GIVEN REQUEST: Repeat each record below exactly, dropping the pictures.

Coordinate annotation entries
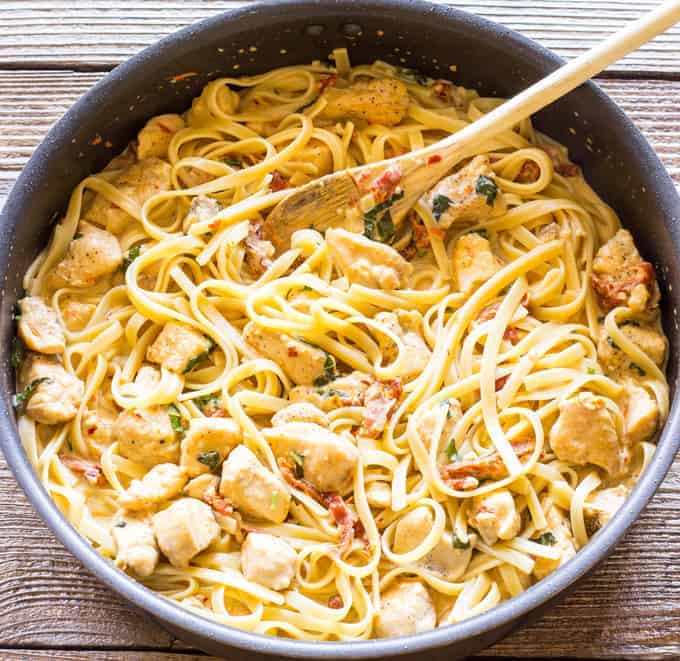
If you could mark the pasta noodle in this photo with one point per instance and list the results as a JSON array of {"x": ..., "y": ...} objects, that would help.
[{"x": 346, "y": 435}]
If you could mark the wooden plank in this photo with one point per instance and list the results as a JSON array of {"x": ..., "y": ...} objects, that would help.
[{"x": 102, "y": 33}]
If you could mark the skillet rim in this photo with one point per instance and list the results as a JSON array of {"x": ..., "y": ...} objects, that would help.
[{"x": 212, "y": 633}]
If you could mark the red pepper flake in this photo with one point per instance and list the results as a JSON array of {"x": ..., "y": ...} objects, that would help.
[{"x": 182, "y": 76}]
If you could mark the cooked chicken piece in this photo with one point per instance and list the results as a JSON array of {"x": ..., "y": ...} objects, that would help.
[
  {"x": 302, "y": 363},
  {"x": 640, "y": 412},
  {"x": 621, "y": 277},
  {"x": 39, "y": 327},
  {"x": 268, "y": 560},
  {"x": 367, "y": 262},
  {"x": 203, "y": 487},
  {"x": 473, "y": 262},
  {"x": 54, "y": 395},
  {"x": 300, "y": 412},
  {"x": 139, "y": 182},
  {"x": 406, "y": 608},
  {"x": 444, "y": 559},
  {"x": 98, "y": 426},
  {"x": 618, "y": 363},
  {"x": 136, "y": 547},
  {"x": 201, "y": 208},
  {"x": 154, "y": 139},
  {"x": 380, "y": 401},
  {"x": 162, "y": 482},
  {"x": 178, "y": 347},
  {"x": 495, "y": 516},
  {"x": 559, "y": 530},
  {"x": 379, "y": 494},
  {"x": 602, "y": 505},
  {"x": 585, "y": 434},
  {"x": 184, "y": 529},
  {"x": 207, "y": 443},
  {"x": 92, "y": 255},
  {"x": 146, "y": 436},
  {"x": 469, "y": 195},
  {"x": 76, "y": 315},
  {"x": 253, "y": 488},
  {"x": 407, "y": 326},
  {"x": 377, "y": 101},
  {"x": 346, "y": 390},
  {"x": 328, "y": 460}
]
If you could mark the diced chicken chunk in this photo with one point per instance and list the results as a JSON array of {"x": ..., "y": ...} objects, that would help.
[
  {"x": 268, "y": 560},
  {"x": 407, "y": 326},
  {"x": 162, "y": 482},
  {"x": 469, "y": 195},
  {"x": 346, "y": 390},
  {"x": 406, "y": 608},
  {"x": 560, "y": 529},
  {"x": 177, "y": 347},
  {"x": 601, "y": 506},
  {"x": 367, "y": 262},
  {"x": 136, "y": 547},
  {"x": 444, "y": 559},
  {"x": 201, "y": 208},
  {"x": 473, "y": 262},
  {"x": 585, "y": 434},
  {"x": 640, "y": 413},
  {"x": 39, "y": 327},
  {"x": 184, "y": 529},
  {"x": 377, "y": 101},
  {"x": 56, "y": 393},
  {"x": 139, "y": 182},
  {"x": 154, "y": 139},
  {"x": 495, "y": 516},
  {"x": 300, "y": 412},
  {"x": 301, "y": 362},
  {"x": 146, "y": 436},
  {"x": 328, "y": 459},
  {"x": 92, "y": 255},
  {"x": 617, "y": 362},
  {"x": 253, "y": 488},
  {"x": 621, "y": 277},
  {"x": 207, "y": 443}
]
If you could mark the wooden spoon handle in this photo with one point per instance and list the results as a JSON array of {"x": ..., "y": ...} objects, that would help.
[{"x": 558, "y": 83}]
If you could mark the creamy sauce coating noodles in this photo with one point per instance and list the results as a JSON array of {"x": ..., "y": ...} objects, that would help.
[{"x": 332, "y": 434}]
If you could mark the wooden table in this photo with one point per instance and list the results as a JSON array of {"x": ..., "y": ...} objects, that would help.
[{"x": 51, "y": 51}]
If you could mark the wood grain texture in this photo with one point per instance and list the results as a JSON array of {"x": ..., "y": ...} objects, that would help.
[{"x": 102, "y": 33}]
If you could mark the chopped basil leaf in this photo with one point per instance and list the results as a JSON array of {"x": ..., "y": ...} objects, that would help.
[
  {"x": 378, "y": 223},
  {"x": 460, "y": 544},
  {"x": 22, "y": 398},
  {"x": 439, "y": 205},
  {"x": 486, "y": 186},
  {"x": 17, "y": 356},
  {"x": 211, "y": 459},
  {"x": 175, "y": 418},
  {"x": 132, "y": 254},
  {"x": 547, "y": 539},
  {"x": 636, "y": 368},
  {"x": 299, "y": 461}
]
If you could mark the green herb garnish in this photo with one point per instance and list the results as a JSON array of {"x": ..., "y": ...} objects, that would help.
[
  {"x": 460, "y": 544},
  {"x": 486, "y": 186},
  {"x": 299, "y": 461},
  {"x": 547, "y": 539},
  {"x": 211, "y": 459},
  {"x": 175, "y": 418},
  {"x": 440, "y": 204},
  {"x": 132, "y": 254},
  {"x": 22, "y": 398}
]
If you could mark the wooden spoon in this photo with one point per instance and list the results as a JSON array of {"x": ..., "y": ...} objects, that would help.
[{"x": 331, "y": 201}]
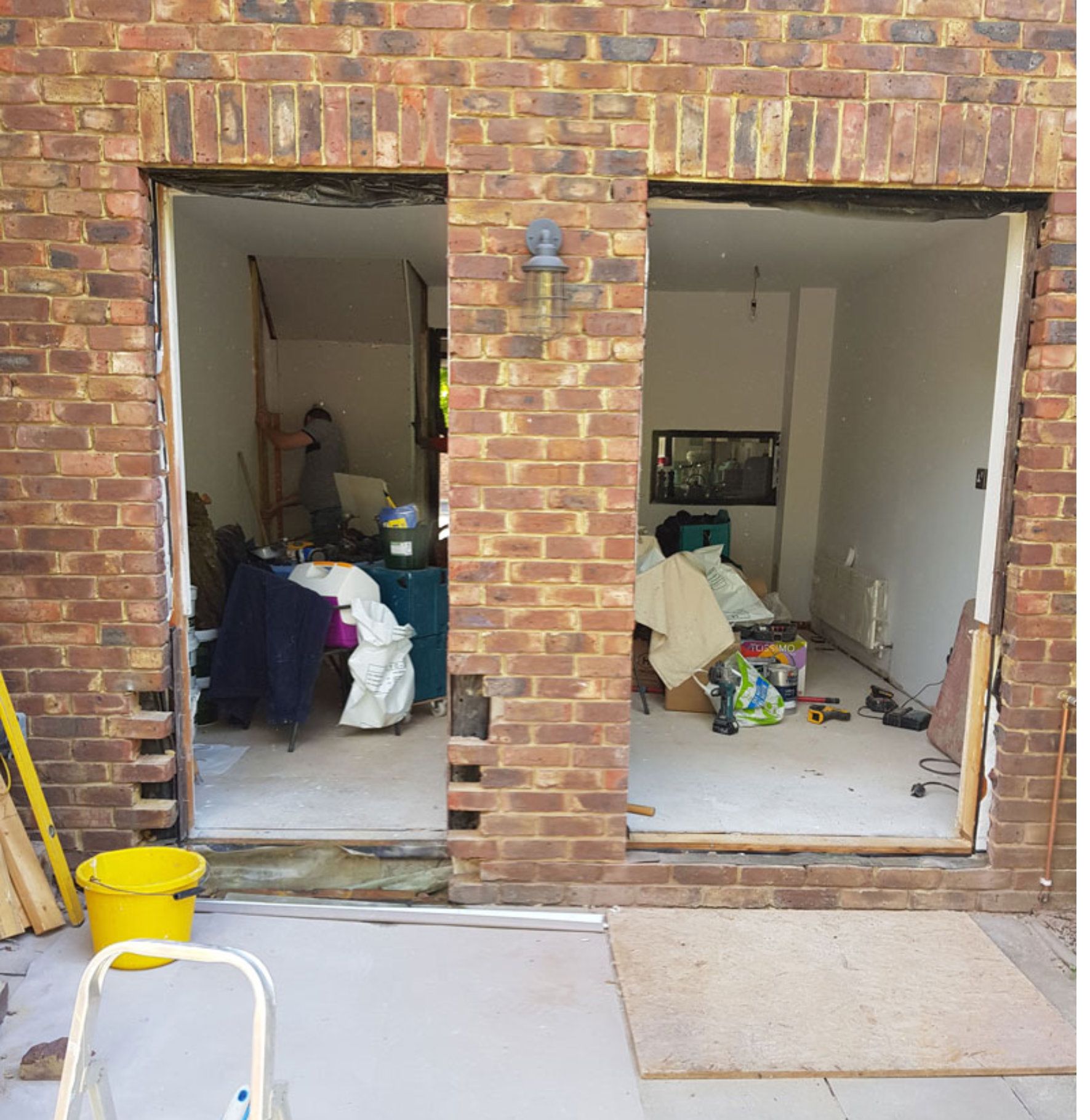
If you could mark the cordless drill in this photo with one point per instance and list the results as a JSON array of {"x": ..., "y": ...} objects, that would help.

RESULT OF THIS EXERCISE:
If you could mark the pasta noodle in this photo with one point per instance and list the results as a JSON array of {"x": ..., "y": ...} objects, that would help.
[{"x": 346, "y": 435}]
If you could mark the wooden plank in this photo with one point per instance and list the results as a JSON array of {"x": ..., "y": ...} objects, that would help.
[{"x": 102, "y": 33}]
If you could mark the skillet rim in this photo with one point per instance and list the results as a JSON array of {"x": ..., "y": ...} objects, that would help.
[{"x": 212, "y": 633}]
If you could mark the red pepper flake in this photo with one point per instance and list the results as a JSON array of {"x": ..., "y": ...} objects, that would help.
[{"x": 182, "y": 76}]
If you could mark the cooked chicken piece in this photo with one point per instance and list the results as a JSON array of {"x": ..., "y": ...} objects, that would help.
[
  {"x": 302, "y": 363},
  {"x": 640, "y": 412},
  {"x": 621, "y": 277},
  {"x": 39, "y": 327},
  {"x": 268, "y": 560},
  {"x": 367, "y": 262},
  {"x": 203, "y": 487},
  {"x": 473, "y": 262},
  {"x": 54, "y": 395},
  {"x": 300, "y": 412},
  {"x": 139, "y": 182},
  {"x": 406, "y": 608},
  {"x": 444, "y": 559},
  {"x": 98, "y": 426},
  {"x": 618, "y": 363},
  {"x": 136, "y": 547},
  {"x": 201, "y": 208},
  {"x": 154, "y": 139},
  {"x": 380, "y": 401},
  {"x": 162, "y": 482},
  {"x": 178, "y": 347},
  {"x": 495, "y": 516},
  {"x": 559, "y": 530},
  {"x": 379, "y": 494},
  {"x": 602, "y": 505},
  {"x": 585, "y": 434},
  {"x": 184, "y": 529},
  {"x": 207, "y": 443},
  {"x": 92, "y": 255},
  {"x": 146, "y": 436},
  {"x": 469, "y": 195},
  {"x": 76, "y": 315},
  {"x": 253, "y": 488},
  {"x": 407, "y": 326},
  {"x": 377, "y": 101},
  {"x": 346, "y": 390},
  {"x": 328, "y": 460}
]
If you could mark the diced chicken chunk in this photo with one point per instance and list the results as a JSON array of {"x": ..., "y": ...} objects, that would help.
[
  {"x": 268, "y": 560},
  {"x": 407, "y": 326},
  {"x": 162, "y": 482},
  {"x": 469, "y": 195},
  {"x": 346, "y": 390},
  {"x": 406, "y": 608},
  {"x": 560, "y": 529},
  {"x": 177, "y": 347},
  {"x": 601, "y": 506},
  {"x": 367, "y": 262},
  {"x": 136, "y": 547},
  {"x": 444, "y": 559},
  {"x": 201, "y": 208},
  {"x": 473, "y": 262},
  {"x": 585, "y": 434},
  {"x": 640, "y": 413},
  {"x": 39, "y": 327},
  {"x": 184, "y": 529},
  {"x": 377, "y": 101},
  {"x": 56, "y": 393},
  {"x": 139, "y": 182},
  {"x": 154, "y": 139},
  {"x": 495, "y": 516},
  {"x": 300, "y": 412},
  {"x": 301, "y": 362},
  {"x": 146, "y": 436},
  {"x": 328, "y": 459},
  {"x": 92, "y": 255},
  {"x": 617, "y": 362},
  {"x": 253, "y": 488},
  {"x": 621, "y": 277},
  {"x": 207, "y": 443}
]
If you could mark the wooden spoon handle in this photo with one point per instance and list the results as a JSON array of {"x": ..., "y": ...} objects, that would help.
[{"x": 558, "y": 83}]
If you could mark the creamy sauce coating noodles in this photo with one point per instance and list the results as a JSON array of {"x": ..., "y": ...} objects, that would help.
[{"x": 332, "y": 434}]
If you could mark the wooden table in this photo with one point per instance and list the results as a JSON array of {"x": ..., "y": ...} objects, that would help.
[{"x": 51, "y": 51}]
If you could mark the wood grain texture in this photo with one point per instance and list the results as a JSON array of {"x": ..., "y": ...} objects, that would help.
[{"x": 102, "y": 33}]
If you could mark the chopped basil leaf in this photo with one point per instance and list the results as a JSON array of {"x": ..., "y": ...} objects, that would help.
[
  {"x": 378, "y": 223},
  {"x": 460, "y": 544},
  {"x": 22, "y": 398},
  {"x": 439, "y": 205},
  {"x": 486, "y": 186},
  {"x": 17, "y": 356},
  {"x": 211, "y": 459},
  {"x": 175, "y": 418},
  {"x": 132, "y": 254},
  {"x": 547, "y": 539},
  {"x": 636, "y": 368},
  {"x": 299, "y": 461}
]
If you could mark the green herb garnish in this photo with one point per instance and list the results as a JSON array of {"x": ..., "y": ...} objects, that would help.
[
  {"x": 460, "y": 544},
  {"x": 486, "y": 186},
  {"x": 299, "y": 461},
  {"x": 547, "y": 539},
  {"x": 211, "y": 459},
  {"x": 175, "y": 418},
  {"x": 440, "y": 204},
  {"x": 132, "y": 254},
  {"x": 22, "y": 398}
]
If you could mark the wooden spoon in this photo with one point per instance and list the results as a JSON array of {"x": ..., "y": ...} objects, that would help.
[{"x": 331, "y": 201}]
If you could mark the cordless drill in this photo with one point per instance and list the results as a JSON array of {"x": ..., "y": ...} objects, that would help.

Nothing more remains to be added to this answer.